**Source passage**
══════════
News from the Grindstone Series - 03 The Balkan Kitchen

Balkan Kitchen

A couple of weeks ago, fresh from the launch of her new cookbook “The Balkan Kitchen”, I spent a day surrounded by the smells of freshly baked bread in the kitchen of food writer Irina Janakievska in London, where she showed me how to bake a celebration Poğaça. She has very kindly offered to share this beautiful recipe with us, which she has written up especially for our Journal (below).

She is also sharing with us two additional recipes, which are from her cookbook - Milibrod, and her Grandmother’s savoury cake.

Irina is a Macedonian-British writer and recipe developer. She was born in Skopje, North Macedonia (then one of the republics of former Yugoslavia). She grew up in Kuwait from the late 1980’s onwards, moving to London in 2001 to study before commencing a career in corporate law.

After her much-loved grandmother passed away suddenly, Irina clung onto all the memories she could find of her. Returning to her grandmother’s home she began leafing through the pages of her copy of the “Great National Cookbook of Yugoslavia” from 1956. She discovered the recipes and notes her grandmother had carefully marked out to celebrate Irina’s arrival in the world. Irina decided to take the goal of this cookbook, to celebrate and explore the culture, history and heritage of the Balkans through food, something which unites people, and began to write her blog “the Balkan Kitchen” (you can find it here http://balkankitchen.co.uk/). This work has evolved over the last few years, culminating in her most recent endeavour, the Balkan Kitchen cookbook – recipes and stories from the heart of the Balkans.
══════════
**Entries shown**
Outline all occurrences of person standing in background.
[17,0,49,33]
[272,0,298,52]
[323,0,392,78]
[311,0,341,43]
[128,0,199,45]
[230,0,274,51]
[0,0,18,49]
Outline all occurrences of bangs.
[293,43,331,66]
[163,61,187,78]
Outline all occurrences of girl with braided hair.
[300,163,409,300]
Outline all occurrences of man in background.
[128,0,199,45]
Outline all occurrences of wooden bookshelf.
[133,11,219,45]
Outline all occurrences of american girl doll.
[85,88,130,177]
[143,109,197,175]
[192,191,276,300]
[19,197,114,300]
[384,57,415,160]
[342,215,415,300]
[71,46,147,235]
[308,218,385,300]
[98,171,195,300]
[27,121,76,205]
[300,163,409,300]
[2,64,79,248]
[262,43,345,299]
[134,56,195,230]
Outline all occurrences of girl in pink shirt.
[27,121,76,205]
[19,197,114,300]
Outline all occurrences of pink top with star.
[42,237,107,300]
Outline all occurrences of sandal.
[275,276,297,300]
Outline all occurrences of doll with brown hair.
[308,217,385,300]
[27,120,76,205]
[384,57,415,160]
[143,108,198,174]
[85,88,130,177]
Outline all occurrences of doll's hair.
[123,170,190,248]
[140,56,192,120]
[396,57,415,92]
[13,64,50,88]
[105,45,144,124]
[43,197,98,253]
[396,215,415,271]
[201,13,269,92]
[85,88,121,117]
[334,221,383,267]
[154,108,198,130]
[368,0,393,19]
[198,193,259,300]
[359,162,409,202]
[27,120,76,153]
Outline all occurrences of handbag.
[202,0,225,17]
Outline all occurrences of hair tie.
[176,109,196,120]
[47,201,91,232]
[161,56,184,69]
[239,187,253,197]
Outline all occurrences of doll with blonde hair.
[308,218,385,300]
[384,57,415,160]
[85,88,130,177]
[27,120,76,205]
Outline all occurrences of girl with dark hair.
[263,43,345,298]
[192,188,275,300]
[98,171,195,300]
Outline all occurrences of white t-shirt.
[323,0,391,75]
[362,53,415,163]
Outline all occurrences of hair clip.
══════════
**Requirements**
Reproduce the Balkan Kitchen article from "A couple of" up to and including "Grandmother’s savoury cake.", substituting "loaf" for "Poğaça".

**The response**
A couple of weeks ago, fresh from the launch of her new cookbook “The Balkan Kitchen”, I spent a day surrounded by the smells of freshly baked bread in the kitchen of food writer Irina Janakievska in London, where she showed me how to bake a celebration loaf. She has very kindly offered to share this beautiful recipe with us, which she has written up especially for our Journal (below).

She is also sharing with us two additional recipes, which are from her cookbook - Milibrod, and her Grandmother’s savoury cake.